**Passage given:**
---

It was rough around the edges, but the message was there
If legal profession red carpet events were a thing, then this would be the Oscars.
Supreme Court deputy president Lady Hale, Sir Brian Leveson of the Queen’s Bench Division, former Attorney General Dominic Grieve, and new terror laws watchdog Max Hill QC were just some of the hundreds of lawyers in attendance at Middle Temple on Sunday night.
They, and I, were there to watch the premiere of a brand new play by Alex Giles called ‘The Disappearance of Miss Bebb’. The performance followed the truly tragic story of Gwyneth Bebb (played by Call the Midwife’s Laura Main), a first-class Oxford jurisprudence graduate from Wales born into an era when women are seen as second-class citizens and are unable to join the legal profession.
Alongside three other women and with help from her lawyer Stanley Buckmaster KC (Judge John Deed’s Martin Shaw), Bebb launches a legal challenge in 1913 against the Law Society.

---

**Problem set:**
1. From the review above, extract the passage from "Supreme Court deputy" to "the legal profession.".
2. In the review above, who plays Gwyneth Bebb?

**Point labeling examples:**
---

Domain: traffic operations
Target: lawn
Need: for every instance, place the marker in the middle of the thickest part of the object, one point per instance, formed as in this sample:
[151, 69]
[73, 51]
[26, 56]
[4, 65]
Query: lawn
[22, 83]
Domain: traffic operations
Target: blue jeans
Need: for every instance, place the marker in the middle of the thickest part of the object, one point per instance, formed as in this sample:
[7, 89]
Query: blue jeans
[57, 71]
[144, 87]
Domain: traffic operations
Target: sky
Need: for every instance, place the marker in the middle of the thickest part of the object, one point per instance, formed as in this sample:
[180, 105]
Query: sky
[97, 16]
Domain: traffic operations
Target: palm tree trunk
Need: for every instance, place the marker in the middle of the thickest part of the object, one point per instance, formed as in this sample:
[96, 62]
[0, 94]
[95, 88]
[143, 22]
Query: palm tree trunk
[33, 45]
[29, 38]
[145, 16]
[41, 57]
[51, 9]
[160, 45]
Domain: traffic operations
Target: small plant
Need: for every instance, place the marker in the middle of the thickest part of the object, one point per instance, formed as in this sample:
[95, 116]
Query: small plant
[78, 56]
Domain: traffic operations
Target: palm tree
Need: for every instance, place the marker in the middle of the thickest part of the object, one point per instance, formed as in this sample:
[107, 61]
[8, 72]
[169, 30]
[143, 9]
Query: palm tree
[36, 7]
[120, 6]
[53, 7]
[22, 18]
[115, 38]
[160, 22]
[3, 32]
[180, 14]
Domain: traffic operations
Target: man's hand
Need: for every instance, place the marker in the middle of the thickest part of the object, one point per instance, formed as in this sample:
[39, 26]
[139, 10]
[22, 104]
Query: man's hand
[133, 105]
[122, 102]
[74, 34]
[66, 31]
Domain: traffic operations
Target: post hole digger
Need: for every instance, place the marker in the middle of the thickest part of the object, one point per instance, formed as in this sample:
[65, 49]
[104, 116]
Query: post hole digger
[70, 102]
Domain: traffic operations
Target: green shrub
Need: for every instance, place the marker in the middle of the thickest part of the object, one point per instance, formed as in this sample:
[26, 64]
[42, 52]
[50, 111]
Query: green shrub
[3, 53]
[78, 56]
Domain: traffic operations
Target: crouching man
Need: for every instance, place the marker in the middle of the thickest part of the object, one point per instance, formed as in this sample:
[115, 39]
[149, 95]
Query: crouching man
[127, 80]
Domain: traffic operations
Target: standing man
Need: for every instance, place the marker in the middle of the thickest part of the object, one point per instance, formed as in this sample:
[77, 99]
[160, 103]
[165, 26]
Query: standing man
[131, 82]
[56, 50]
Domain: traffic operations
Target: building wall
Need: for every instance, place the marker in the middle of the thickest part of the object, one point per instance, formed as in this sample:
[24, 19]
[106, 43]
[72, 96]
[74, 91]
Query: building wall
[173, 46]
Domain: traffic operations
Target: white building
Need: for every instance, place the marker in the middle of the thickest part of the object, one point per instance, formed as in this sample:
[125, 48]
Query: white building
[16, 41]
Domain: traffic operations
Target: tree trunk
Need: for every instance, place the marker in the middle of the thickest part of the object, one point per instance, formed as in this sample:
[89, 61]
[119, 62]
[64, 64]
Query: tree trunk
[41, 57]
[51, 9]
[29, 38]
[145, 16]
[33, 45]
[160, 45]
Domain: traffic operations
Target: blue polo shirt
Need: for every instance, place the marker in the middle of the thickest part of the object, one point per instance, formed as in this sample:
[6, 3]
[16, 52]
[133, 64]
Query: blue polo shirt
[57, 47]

---

**The answers:**
1.
Supreme Court deputy president Lady Hale, Sir Brian Leveson of the Queen’s Bench Division, former Attorney General Dominic Grieve, and new terror laws watchdog Max Hill QC were just some of the hundreds of lawyers in attendance at Middle Temple on Sunday night.
They, and I, were there to watch the premiere of a brand new play by Alex Giles called ‘The Disappearance of Miss Bebb’. The performance followed the truly tragic story of Gwyneth Bebb (played by Call the Midwife’s Laura Main), a first-class Oxford jurisprudence graduate from Wales born into an era when women are seen as second-class citizens and are unable to join the legal profession.

2. Laura Main